### Work instructions:
Nothing but the lines from the line with "find every unopened" through the end of the data is to be copied, and each is to be copied exactly.

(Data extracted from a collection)

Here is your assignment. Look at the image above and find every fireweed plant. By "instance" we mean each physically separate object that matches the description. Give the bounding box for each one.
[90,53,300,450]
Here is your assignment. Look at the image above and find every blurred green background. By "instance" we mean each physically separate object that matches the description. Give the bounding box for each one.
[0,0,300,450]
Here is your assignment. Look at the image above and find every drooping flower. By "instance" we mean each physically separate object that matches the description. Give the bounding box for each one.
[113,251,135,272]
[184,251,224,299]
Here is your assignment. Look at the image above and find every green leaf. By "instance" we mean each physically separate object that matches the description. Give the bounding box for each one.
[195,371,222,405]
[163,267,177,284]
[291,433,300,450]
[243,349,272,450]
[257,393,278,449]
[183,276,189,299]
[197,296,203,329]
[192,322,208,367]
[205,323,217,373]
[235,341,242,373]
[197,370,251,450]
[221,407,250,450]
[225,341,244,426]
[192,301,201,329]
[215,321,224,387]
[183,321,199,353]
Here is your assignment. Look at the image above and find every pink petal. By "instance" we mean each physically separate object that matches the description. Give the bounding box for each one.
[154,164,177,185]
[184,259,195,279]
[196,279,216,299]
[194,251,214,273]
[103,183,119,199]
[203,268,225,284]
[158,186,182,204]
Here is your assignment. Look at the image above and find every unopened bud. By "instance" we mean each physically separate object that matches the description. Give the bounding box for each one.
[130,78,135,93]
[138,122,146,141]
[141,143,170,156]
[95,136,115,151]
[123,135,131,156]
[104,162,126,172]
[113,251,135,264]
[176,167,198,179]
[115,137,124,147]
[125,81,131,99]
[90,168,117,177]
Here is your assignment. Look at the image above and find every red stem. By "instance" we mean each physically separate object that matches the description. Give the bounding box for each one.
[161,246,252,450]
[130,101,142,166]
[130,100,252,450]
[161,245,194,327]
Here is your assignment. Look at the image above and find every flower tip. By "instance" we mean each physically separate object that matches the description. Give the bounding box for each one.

### Answer space:
Here is your assignment. Look at the image above and find every unopened bud. By "instance" we mean each physically separate object that matches the description. Give the bounding box for each one.
[130,78,135,93]
[138,122,146,141]
[141,143,170,156]
[95,136,115,151]
[123,135,131,156]
[104,162,126,172]
[113,251,135,264]
[176,167,198,179]
[115,137,124,147]
[125,81,131,99]
[90,168,117,177]
Here is your assignment. Look at the image above and find every red stem. By "instance" we mean each physically separate object that matches the description. Give the bounding box for each one.
[161,246,252,450]
[130,101,142,166]
[130,100,252,450]
[161,245,194,327]
Here is your assignment. Look at the image above and find every flower tip. By "instance" we mean each physically separate object that matches the description. Give the bounding box for each one.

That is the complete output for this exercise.